» **Supplied data**
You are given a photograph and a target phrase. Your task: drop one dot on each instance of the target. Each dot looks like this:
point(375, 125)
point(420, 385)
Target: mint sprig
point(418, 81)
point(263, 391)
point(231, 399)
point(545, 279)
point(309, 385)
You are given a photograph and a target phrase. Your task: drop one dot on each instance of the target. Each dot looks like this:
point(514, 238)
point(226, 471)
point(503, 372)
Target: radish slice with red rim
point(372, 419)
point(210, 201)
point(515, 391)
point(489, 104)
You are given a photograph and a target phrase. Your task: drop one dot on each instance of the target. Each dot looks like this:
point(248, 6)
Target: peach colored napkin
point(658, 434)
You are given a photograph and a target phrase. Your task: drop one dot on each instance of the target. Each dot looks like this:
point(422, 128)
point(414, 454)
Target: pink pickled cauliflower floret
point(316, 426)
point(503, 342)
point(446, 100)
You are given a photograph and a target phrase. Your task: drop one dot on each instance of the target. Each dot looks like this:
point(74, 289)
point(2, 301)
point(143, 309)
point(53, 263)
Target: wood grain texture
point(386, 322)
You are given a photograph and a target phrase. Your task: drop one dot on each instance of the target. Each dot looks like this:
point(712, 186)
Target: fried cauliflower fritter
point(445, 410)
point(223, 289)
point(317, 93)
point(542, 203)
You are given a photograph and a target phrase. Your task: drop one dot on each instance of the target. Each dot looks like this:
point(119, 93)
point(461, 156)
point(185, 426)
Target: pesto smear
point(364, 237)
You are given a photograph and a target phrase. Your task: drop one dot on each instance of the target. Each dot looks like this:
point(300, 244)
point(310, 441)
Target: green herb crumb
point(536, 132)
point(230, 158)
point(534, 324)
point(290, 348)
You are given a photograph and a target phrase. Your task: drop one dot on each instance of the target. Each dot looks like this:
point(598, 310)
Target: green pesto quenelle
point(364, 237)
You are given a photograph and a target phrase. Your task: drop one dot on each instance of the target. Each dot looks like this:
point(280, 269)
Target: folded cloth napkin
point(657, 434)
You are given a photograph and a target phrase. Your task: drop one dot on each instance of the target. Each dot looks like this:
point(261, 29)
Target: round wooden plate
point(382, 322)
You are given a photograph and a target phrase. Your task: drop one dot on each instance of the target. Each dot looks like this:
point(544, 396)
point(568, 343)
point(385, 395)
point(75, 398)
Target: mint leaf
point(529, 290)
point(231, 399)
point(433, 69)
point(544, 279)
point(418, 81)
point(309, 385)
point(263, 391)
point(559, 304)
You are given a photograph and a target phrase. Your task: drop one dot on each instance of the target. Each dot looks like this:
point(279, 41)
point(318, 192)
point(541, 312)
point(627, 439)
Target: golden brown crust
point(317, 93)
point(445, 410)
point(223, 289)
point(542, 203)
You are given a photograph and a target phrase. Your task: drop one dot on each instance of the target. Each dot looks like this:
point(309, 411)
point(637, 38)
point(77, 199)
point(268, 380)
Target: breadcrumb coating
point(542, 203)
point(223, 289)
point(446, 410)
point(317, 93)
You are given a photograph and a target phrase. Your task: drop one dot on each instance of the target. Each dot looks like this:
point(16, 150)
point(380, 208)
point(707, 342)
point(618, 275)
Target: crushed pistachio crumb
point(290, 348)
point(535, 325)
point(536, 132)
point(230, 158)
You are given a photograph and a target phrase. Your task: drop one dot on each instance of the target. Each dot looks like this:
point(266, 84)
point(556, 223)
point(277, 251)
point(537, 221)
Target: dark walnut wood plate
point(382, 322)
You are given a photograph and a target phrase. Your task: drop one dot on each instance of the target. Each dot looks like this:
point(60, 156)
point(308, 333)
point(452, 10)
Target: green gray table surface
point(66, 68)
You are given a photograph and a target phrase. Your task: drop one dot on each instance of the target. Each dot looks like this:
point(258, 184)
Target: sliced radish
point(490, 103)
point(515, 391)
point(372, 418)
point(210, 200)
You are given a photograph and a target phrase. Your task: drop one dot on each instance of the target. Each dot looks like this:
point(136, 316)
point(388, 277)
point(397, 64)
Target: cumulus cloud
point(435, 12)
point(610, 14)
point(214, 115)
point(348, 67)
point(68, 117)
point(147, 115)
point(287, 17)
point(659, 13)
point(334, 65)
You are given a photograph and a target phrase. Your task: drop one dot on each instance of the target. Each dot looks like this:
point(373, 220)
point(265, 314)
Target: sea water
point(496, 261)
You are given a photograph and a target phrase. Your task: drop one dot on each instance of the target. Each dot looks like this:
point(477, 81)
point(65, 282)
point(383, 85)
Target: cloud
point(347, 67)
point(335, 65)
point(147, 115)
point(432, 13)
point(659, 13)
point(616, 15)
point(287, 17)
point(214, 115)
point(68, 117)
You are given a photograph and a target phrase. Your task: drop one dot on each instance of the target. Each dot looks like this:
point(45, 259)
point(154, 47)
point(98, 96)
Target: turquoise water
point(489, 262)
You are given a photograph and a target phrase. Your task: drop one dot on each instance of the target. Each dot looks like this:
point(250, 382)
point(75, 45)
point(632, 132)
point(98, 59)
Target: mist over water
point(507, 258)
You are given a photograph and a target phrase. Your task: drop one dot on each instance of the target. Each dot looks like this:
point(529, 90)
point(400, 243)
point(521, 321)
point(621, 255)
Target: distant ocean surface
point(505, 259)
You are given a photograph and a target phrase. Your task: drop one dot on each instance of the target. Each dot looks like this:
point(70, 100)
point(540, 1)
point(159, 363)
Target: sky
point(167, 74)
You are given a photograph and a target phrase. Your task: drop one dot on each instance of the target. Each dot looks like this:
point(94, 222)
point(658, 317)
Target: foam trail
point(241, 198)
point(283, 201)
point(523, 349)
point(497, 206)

» **What you have to do**
The answer should be an exact copy of the data.

» **Solution for this task**
You are given a photograph and a target phrase. Your task: drop one dot on each instance of the target. Each dot looks like this:
point(375, 125)
point(420, 385)
Target: mint sprig
point(418, 81)
point(263, 391)
point(231, 399)
point(545, 279)
point(309, 385)
You are given a photograph and a target phrase. Your task: drop one dot on each instance of the target. Each dot looks like this:
point(514, 238)
point(226, 471)
point(503, 372)
Target: radish slice with red rim
point(372, 419)
point(210, 201)
point(515, 391)
point(489, 104)
You are given a photograph and a target phrase. Your task: drop one dot on each instance of the target. Each dot looks like this:
point(248, 6)
Target: peach colored napkin
point(658, 434)
You are given a photograph and a target phrase. Your task: drop one dot on each instance of the target. Each dot looks like this:
point(422, 128)
point(414, 454)
Target: pink pickled cauliflower floret
point(316, 426)
point(503, 342)
point(446, 100)
You are given a photograph and a target phrase. Your task: drop one dot on each instance of the target. Each dot looks like this:
point(74, 289)
point(2, 301)
point(143, 309)
point(53, 263)
Target: wood grain texture
point(386, 322)
You are given a photograph and a target phrase. Your task: drop one dot on each instance of the target. Each dot looks like this:
point(712, 186)
Target: fried cauliflower fritter
point(445, 410)
point(223, 289)
point(317, 93)
point(542, 203)
You are given a photograph and a target phrase. Your task: drop one dot on each instance of the target. Each dot looks like this:
point(119, 93)
point(461, 156)
point(185, 426)
Target: pesto smear
point(364, 237)
You are given a photograph and a target phrase. Your task: drop one dot on each instance of the target. Each dot looks like this:
point(300, 244)
point(310, 441)
Target: green herb crumb
point(536, 132)
point(230, 158)
point(534, 324)
point(290, 348)
You are given a photograph and a target phrase. Your task: drop one dot on each instance of the target. Each dot looks like this:
point(598, 310)
Target: green pesto quenelle
point(364, 237)
You are given a photograph and a target phrase. Your task: drop one dot on each instance of the target. Each dot looks like this:
point(280, 269)
Target: folded cloth napkin
point(657, 434)
You are given a photograph and a target phrase. Your task: drop one dot on each instance of the target. Each dot looks like this:
point(261, 29)
Target: round wooden plate
point(382, 322)
You are given a photograph and a target phrase. Your task: drop one dot on each instance of the target. Each dot looks like this:
point(544, 396)
point(568, 343)
point(385, 395)
point(75, 398)
Target: mint leaf
point(529, 290)
point(231, 399)
point(433, 69)
point(544, 279)
point(418, 81)
point(309, 385)
point(263, 391)
point(559, 304)
You are given a photograph and a target phrase. Your task: drop one dot on each instance of the target. Each dot looks like this:
point(279, 41)
point(318, 192)
point(541, 312)
point(627, 439)
Target: golden brown crust
point(317, 93)
point(445, 410)
point(223, 289)
point(542, 203)
You are given a photograph and a target phrase. Your task: drop one dot on each instance of the target. Each dot looks like this:
point(309, 411)
point(637, 38)
point(77, 199)
point(268, 380)
Target: breadcrumb coating
point(542, 203)
point(223, 289)
point(446, 410)
point(317, 93)
You are given a photograph and a target phrase. Your task: drop one dot on each instance of the target. Each dot looks like this:
point(16, 150)
point(380, 208)
point(707, 342)
point(618, 275)
Target: crushed pistachio crumb
point(290, 348)
point(535, 325)
point(536, 132)
point(230, 158)
You are given a photograph and a target phrase. Your task: drop one dot on each instance of the target. Each dot looks like this:
point(266, 84)
point(556, 223)
point(277, 251)
point(537, 221)
Target: dark walnut wood plate
point(382, 322)
You are given a photograph and a target phrase. Your task: drop one dot on each instance of the target. Each dot looks like this:
point(60, 156)
point(308, 333)
point(452, 10)
Target: green gray table surface
point(66, 68)
You are given a photograph and a target phrase. Your task: drop one dot on each instance of the target. Each dot looks like this:
point(258, 184)
Target: sliced radish
point(490, 103)
point(515, 391)
point(372, 418)
point(210, 200)
You are given a photograph and a target phrase. Your task: drop one dot on each instance of the target. Each dot looks like this:
point(136, 316)
point(388, 277)
point(397, 64)
Target: cumulus cloud
point(435, 12)
point(610, 14)
point(214, 115)
point(348, 67)
point(68, 117)
point(147, 115)
point(287, 17)
point(659, 13)
point(334, 65)
You are given a photograph and a target phrase. Your task: drop one dot on each instance of the target. Each dot looks like this:
point(373, 220)
point(265, 314)
Target: sea water
point(496, 261)
You are given a photograph and a target phrase. Your task: drop one dot on each instance of the target. Each dot looks like this:
point(477, 81)
point(65, 282)
point(383, 85)
Target: cloud
point(347, 67)
point(335, 65)
point(147, 115)
point(432, 13)
point(659, 13)
point(616, 15)
point(287, 17)
point(214, 115)
point(68, 117)
You are given a photograph and a target phrase. Your task: drop one dot on each instance of the target. Each dot looks like this:
point(45, 259)
point(154, 47)
point(98, 96)
Target: turquoise water
point(489, 262)
You are given a photograph and a target phrase. Your task: drop one dot on each instance of the target. Each dot looks like this:
point(250, 382)
point(75, 45)
point(632, 132)
point(98, 59)
Target: mist over water
point(507, 258)
You are given a photograph and a target phrase. Your task: drop one dot on each instance of the target. Each dot looks like this:
point(529, 90)
point(400, 243)
point(521, 321)
point(621, 255)
Target: distant ocean surface
point(505, 259)
You are given a photograph and a target phrase. Your task: drop one dot on each instance of the target. Each dot looks like this:
point(70, 100)
point(540, 1)
point(159, 363)
Target: sky
point(167, 74)
You are given a photograph and a target phrase. Your task: drop one dot on each instance of the target. Each dot looks like this:
point(94, 222)
point(658, 317)
Target: foam trail
point(241, 198)
point(283, 201)
point(523, 349)
point(497, 206)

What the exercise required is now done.